• Text segment:
---

Working in different areas from education to government to health, Judith worked in a number of governance roles making learning on the job essential to success.

"You can't make intelligent decisions unless you've got some kind of a grip on your subject," she said.

In this case it was health, having been both the deputy chair and chair during her time with the CCDHB.

"You've got to bring yourself up to speed really quickly and you have to learn on the ground.

"You've got to know something about the process of learning and teaching just as you need to know something about the process of healing and dealing with sickness and wellness."

Out of all her roles Judith has found it an honour to be able to record and observe those around her.

"Everywhere I've worked I've had the opportunity to record other people's lives, activities and work."

In her early days this meant recording what teachers do when they decided about children, what politicians did deciding what to do with money, what officials did about advice they gave and what doctors, clinicians and nurses do.

---

• Provided data:

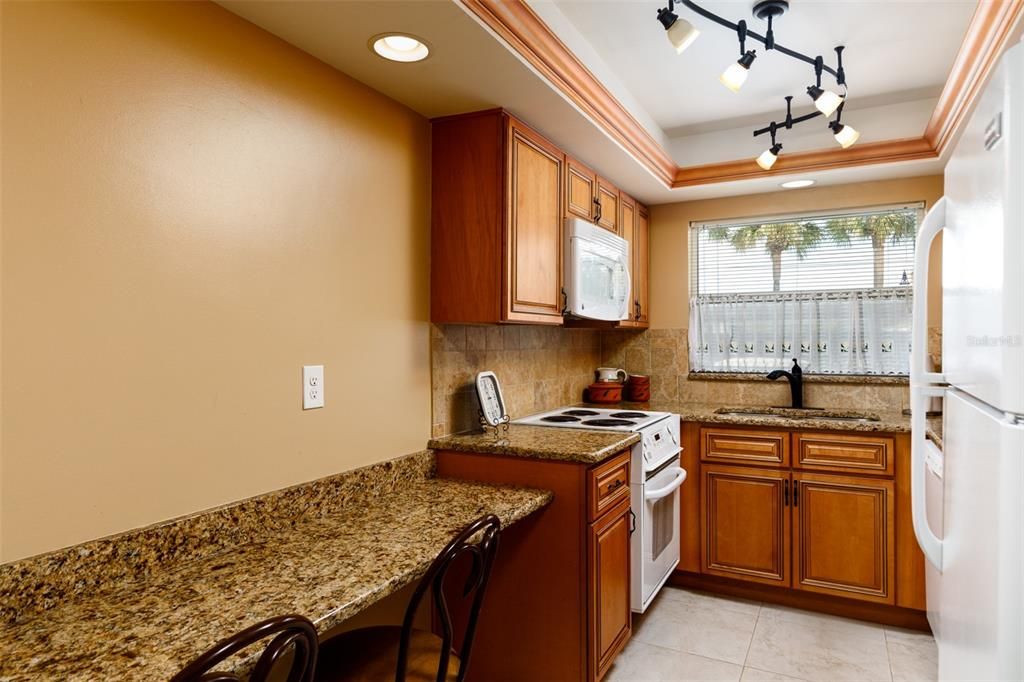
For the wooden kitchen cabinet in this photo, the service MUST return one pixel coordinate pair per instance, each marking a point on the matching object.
(557, 605)
(844, 536)
(581, 190)
(633, 226)
(822, 516)
(607, 206)
(496, 221)
(609, 612)
(745, 519)
(641, 266)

---

Can you continue the piece above about Judith's governance roles, starting right after its final sentence?

"Having a chance to observe and record that, I'm pretty lucky.

"At times I've found it very demanding and frustrating but extremely interesting and wonderful at the same time."

Judith is currently collating four oral histories, one of which is 'Women in a disabling world', focusing on six disabled women succeeding in their chosen fields, and on the history of women in public service typing pools since 1945.

"I'm enormously surprised to get this award. I am very lucky to have the strong family and schooling I have had and I always value the people who have taught me over the years, formally as well as informally."